● **WHAT THE TASK ASKS**
Render the listing below as a numbered list, from its first line through the line containing "<point>502,395</point>", inclusive, leaving out blank lines. Do not include the pictures.

——————————

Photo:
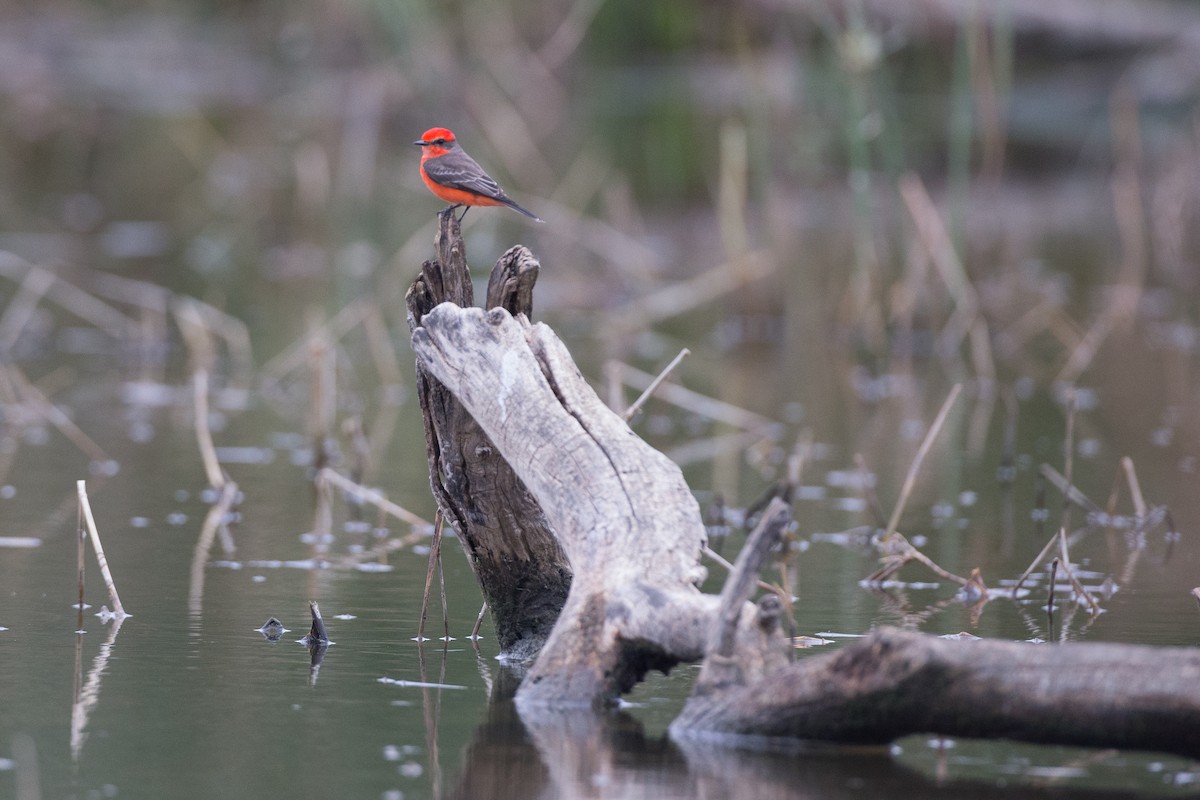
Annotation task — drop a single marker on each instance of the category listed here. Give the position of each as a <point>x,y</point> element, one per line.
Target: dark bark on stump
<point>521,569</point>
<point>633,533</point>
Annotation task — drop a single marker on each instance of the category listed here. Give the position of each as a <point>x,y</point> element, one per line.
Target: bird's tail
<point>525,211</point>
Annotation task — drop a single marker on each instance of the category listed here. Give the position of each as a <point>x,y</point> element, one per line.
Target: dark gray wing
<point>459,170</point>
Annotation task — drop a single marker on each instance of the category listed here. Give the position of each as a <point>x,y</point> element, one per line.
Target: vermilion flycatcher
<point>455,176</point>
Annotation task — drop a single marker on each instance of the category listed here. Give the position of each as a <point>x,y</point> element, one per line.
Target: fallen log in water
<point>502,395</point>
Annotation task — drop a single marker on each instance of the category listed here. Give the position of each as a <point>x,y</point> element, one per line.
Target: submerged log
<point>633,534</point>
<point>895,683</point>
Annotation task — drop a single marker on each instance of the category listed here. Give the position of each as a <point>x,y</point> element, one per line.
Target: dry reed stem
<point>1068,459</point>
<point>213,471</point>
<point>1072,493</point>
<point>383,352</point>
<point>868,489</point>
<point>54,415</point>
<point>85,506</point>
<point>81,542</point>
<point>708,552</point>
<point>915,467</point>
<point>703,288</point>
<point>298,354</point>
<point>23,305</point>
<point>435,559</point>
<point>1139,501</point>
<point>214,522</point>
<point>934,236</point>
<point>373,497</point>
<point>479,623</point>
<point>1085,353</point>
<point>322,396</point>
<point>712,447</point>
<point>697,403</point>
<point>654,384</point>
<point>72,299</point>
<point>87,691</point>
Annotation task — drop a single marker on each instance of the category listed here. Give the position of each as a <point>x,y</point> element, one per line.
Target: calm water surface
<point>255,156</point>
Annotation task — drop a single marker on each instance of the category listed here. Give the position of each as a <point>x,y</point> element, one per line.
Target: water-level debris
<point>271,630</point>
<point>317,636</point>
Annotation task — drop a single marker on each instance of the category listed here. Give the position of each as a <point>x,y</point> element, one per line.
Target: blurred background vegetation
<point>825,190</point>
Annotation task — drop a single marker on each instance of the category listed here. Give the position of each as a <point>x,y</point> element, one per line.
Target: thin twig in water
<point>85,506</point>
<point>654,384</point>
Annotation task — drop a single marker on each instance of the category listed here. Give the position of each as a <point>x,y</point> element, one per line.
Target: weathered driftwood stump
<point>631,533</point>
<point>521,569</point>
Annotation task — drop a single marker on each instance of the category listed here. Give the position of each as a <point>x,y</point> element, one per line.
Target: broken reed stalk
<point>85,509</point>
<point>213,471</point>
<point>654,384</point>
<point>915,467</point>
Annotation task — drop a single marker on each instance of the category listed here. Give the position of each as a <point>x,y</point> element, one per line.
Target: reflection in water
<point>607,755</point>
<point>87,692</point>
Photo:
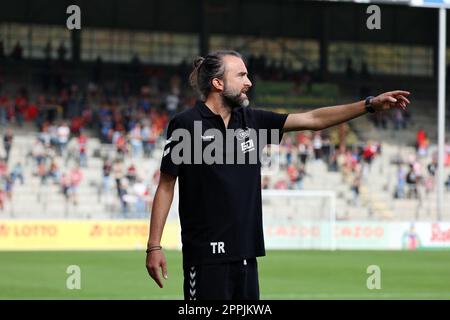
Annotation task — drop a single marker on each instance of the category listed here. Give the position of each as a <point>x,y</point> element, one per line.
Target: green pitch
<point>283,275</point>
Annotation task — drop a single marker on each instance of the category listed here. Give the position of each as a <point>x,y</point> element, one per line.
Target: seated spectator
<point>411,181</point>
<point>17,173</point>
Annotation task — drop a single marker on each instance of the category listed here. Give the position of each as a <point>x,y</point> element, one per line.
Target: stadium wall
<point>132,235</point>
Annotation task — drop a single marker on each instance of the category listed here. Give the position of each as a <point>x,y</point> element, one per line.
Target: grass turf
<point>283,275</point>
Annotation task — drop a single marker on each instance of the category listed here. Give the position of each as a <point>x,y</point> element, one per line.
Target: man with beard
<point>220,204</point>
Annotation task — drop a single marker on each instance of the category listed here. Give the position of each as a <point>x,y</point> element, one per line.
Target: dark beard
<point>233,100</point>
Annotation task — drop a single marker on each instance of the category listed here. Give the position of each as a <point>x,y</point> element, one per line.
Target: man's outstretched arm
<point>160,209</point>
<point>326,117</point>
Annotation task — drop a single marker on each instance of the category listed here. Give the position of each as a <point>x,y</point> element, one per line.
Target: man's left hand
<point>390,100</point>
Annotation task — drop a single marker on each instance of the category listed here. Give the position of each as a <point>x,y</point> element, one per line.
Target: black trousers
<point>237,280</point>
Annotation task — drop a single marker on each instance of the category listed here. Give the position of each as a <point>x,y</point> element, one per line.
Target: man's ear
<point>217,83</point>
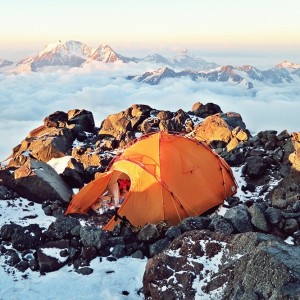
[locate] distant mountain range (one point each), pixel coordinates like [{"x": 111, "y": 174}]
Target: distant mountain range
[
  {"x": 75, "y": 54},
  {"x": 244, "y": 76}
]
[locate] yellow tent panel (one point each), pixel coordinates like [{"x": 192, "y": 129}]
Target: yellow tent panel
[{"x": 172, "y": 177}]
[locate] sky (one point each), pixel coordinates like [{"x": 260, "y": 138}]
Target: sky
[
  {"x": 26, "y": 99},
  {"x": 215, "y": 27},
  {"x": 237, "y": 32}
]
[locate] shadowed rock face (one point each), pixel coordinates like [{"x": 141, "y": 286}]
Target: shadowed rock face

——————————

● **RIGHT ANSWER**
1. Photo:
2. Annotation task — drop a single marker on each instance of the category listed here. Give the position of each as a <point>x,y</point> element, one per line.
3. Target: dark bark on stump
4. <point>521,569</point>
5. <point>633,533</point>
6. Annotation task — drop a single marker on each instance of the category listed here. Give the position of each as a <point>x,y</point> element, one per line.
7. Target: bird's tail
8. <point>525,211</point>
9. Annotation task — drop a single marker on each instance of the category listed here. Give the position of each as a <point>x,y</point> element, one per line.
10. Target: dark gray wing
11. <point>459,170</point>
12. Annotation task — drop a single marker on each instance of the category listed here. Give the position of each as a <point>x,y</point> element, one per line.
13. Target: vermilion flycatcher
14. <point>455,176</point>
15. Annotation task — drop a single marker on each instance of the category listed here. Give the position of each as a <point>x,y</point> element, one per line.
16. Target: fallen log in water
17. <point>502,395</point>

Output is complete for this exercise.